*INSTRUCTIONS TO FOLLOW*
Quote the records that follow in full, leaving the pictures out.

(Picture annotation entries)
################
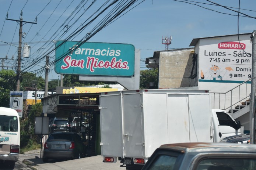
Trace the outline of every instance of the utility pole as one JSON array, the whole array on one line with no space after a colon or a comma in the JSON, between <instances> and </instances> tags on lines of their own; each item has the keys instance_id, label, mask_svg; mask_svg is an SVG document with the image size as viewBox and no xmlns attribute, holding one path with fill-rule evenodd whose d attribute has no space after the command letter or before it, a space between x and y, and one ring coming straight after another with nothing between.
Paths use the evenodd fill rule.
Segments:
<instances>
[{"instance_id":1,"label":"utility pole","mask_svg":"<svg viewBox=\"0 0 256 170\"><path fill-rule=\"evenodd\" d=\"M7 18L6 20L13 21L16 21L17 22L20 23L20 30L19 31L19 47L18 50L18 67L17 68L17 79L16 80L16 91L20 91L20 78L21 78L21 38L22 37L22 26L24 25L23 23L24 22L24 24L27 23L30 23L36 24L36 22L31 22L28 21L23 21L23 18L22 17L22 11L21 12L21 17L19 20L17 20L15 19L8 19L8 15L7 15Z\"/></svg>"},{"instance_id":2,"label":"utility pole","mask_svg":"<svg viewBox=\"0 0 256 170\"><path fill-rule=\"evenodd\" d=\"M251 84L251 95L250 99L250 144L255 144L255 88L256 88L256 30L253 30L250 36L252 42L252 80Z\"/></svg>"},{"instance_id":3,"label":"utility pole","mask_svg":"<svg viewBox=\"0 0 256 170\"><path fill-rule=\"evenodd\" d=\"M63 75L60 75L60 87L63 86Z\"/></svg>"},{"instance_id":4,"label":"utility pole","mask_svg":"<svg viewBox=\"0 0 256 170\"><path fill-rule=\"evenodd\" d=\"M48 72L49 70L49 56L46 56L45 65L45 97L48 95Z\"/></svg>"}]
</instances>

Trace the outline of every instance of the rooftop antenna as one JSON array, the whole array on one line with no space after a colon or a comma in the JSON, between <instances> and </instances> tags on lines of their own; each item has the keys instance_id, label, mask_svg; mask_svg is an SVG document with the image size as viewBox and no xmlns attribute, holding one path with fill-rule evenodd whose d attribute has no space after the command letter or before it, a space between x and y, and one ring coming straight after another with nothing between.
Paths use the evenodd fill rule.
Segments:
<instances>
[{"instance_id":1,"label":"rooftop antenna","mask_svg":"<svg viewBox=\"0 0 256 170\"><path fill-rule=\"evenodd\" d=\"M164 38L163 38L162 36L162 44L165 44L165 50L169 50L169 45L171 44L171 41L172 36L171 36L169 37L169 32L167 36L165 36Z\"/></svg>"}]
</instances>

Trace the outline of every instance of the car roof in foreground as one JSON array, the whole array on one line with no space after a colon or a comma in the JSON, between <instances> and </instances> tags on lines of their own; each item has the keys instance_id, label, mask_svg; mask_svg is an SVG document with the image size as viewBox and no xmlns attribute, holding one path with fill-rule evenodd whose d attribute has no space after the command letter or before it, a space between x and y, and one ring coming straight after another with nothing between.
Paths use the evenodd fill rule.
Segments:
<instances>
[{"instance_id":1,"label":"car roof in foreground","mask_svg":"<svg viewBox=\"0 0 256 170\"><path fill-rule=\"evenodd\" d=\"M75 134L77 133L76 132L62 132L62 131L57 131L53 132L51 134Z\"/></svg>"},{"instance_id":2,"label":"car roof in foreground","mask_svg":"<svg viewBox=\"0 0 256 170\"><path fill-rule=\"evenodd\" d=\"M180 152L227 152L256 153L256 145L241 145L227 142L181 143L163 145L159 148Z\"/></svg>"}]
</instances>

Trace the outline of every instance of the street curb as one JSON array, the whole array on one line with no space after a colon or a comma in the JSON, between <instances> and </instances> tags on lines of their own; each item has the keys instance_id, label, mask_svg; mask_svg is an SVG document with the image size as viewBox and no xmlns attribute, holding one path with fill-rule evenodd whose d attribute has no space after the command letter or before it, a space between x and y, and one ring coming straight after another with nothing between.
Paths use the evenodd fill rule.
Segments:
################
*RESPONSE FOR THIS EXERCISE*
Trace the outline of every instance of the utility pole as one JSON array, the whole array on one line with no space after a colon or a comma in the JSON, between <instances> and </instances> tags on lines of their own; each item has the keys instance_id, label, mask_svg; mask_svg is an SVG document with the image size as viewBox and no xmlns attribute, holding one path with fill-rule evenodd whose d attribute has no space after the command letter or before it, a space between x and y, and one ring coming straight after another with nothing between.
Paths use the evenodd fill rule.
Segments:
<instances>
[{"instance_id":1,"label":"utility pole","mask_svg":"<svg viewBox=\"0 0 256 170\"><path fill-rule=\"evenodd\" d=\"M7 18L6 20L13 21L16 21L17 22L20 23L20 30L19 31L19 47L18 50L18 67L17 68L17 79L16 80L16 91L20 91L20 78L21 78L21 38L22 37L22 26L24 25L23 23L24 22L24 24L27 23L30 23L36 24L36 22L31 22L28 21L23 21L23 18L22 17L22 11L21 12L21 17L19 20L17 20L15 19L8 19L8 15L7 15Z\"/></svg>"},{"instance_id":2,"label":"utility pole","mask_svg":"<svg viewBox=\"0 0 256 170\"><path fill-rule=\"evenodd\" d=\"M251 84L251 95L250 99L250 144L255 144L255 88L256 88L256 30L253 30L250 36L252 42L252 80Z\"/></svg>"},{"instance_id":3,"label":"utility pole","mask_svg":"<svg viewBox=\"0 0 256 170\"><path fill-rule=\"evenodd\" d=\"M63 75L60 75L60 87L63 86Z\"/></svg>"},{"instance_id":4,"label":"utility pole","mask_svg":"<svg viewBox=\"0 0 256 170\"><path fill-rule=\"evenodd\" d=\"M48 72L49 70L49 56L46 56L45 65L45 97L48 95Z\"/></svg>"}]
</instances>

Trace the outline of every instance of the rooftop antenna as one JSON array, the whole array on one line with no space after a colon or a comma in the JSON, between <instances> and </instances> tags on lines of their own; each item has the keys instance_id, label, mask_svg; mask_svg is an SVG document with the image size as viewBox and no xmlns attribute, holding one path with fill-rule evenodd whose d attribute has no space after the command letter or before it, a space between x and y, and one ring coming straight after another with nothing between.
Paths use the evenodd fill rule.
Segments:
<instances>
[{"instance_id":1,"label":"rooftop antenna","mask_svg":"<svg viewBox=\"0 0 256 170\"><path fill-rule=\"evenodd\" d=\"M164 38L163 38L162 36L162 44L165 44L165 50L169 50L169 45L171 44L171 41L172 36L171 36L169 37L169 32L167 36L165 36Z\"/></svg>"}]
</instances>

Trace the outline of every instance of the car roof in foreground as one JSON array, the whole array on one line with no space after a colon or a comma in the JSON, between <instances> and </instances> tags on lines of their own; each item has the keys instance_id, label, mask_svg; mask_svg is an SVG document with the image size as viewBox and no xmlns attribute, holding one path with fill-rule evenodd whose d attribute has no space after the command letter or before it, a space between x and y, and one ring coming straight after another with nothing between.
Paths use the evenodd fill rule.
Segments:
<instances>
[{"instance_id":1,"label":"car roof in foreground","mask_svg":"<svg viewBox=\"0 0 256 170\"><path fill-rule=\"evenodd\" d=\"M75 134L77 133L76 132L62 132L62 131L57 131L53 132L51 134Z\"/></svg>"},{"instance_id":2,"label":"car roof in foreground","mask_svg":"<svg viewBox=\"0 0 256 170\"><path fill-rule=\"evenodd\" d=\"M180 152L227 152L256 153L256 145L241 145L227 142L181 143L163 145L159 148Z\"/></svg>"}]
</instances>

Trace the outline of every instance of the street curb as one JSON array, the whole array on one line with no space after a colon or a comma in the JSON, between <instances> and </instances> tags on lines of their own; each item has the keys instance_id, label, mask_svg; mask_svg is an SVG document with the image size as viewBox and no xmlns attribute, holding one path with fill-rule evenodd whose d attribute has no space after the command letter or before it, a space between x and y, and one ring coming straight after another with nothing between.
Paths use the evenodd fill rule.
Segments:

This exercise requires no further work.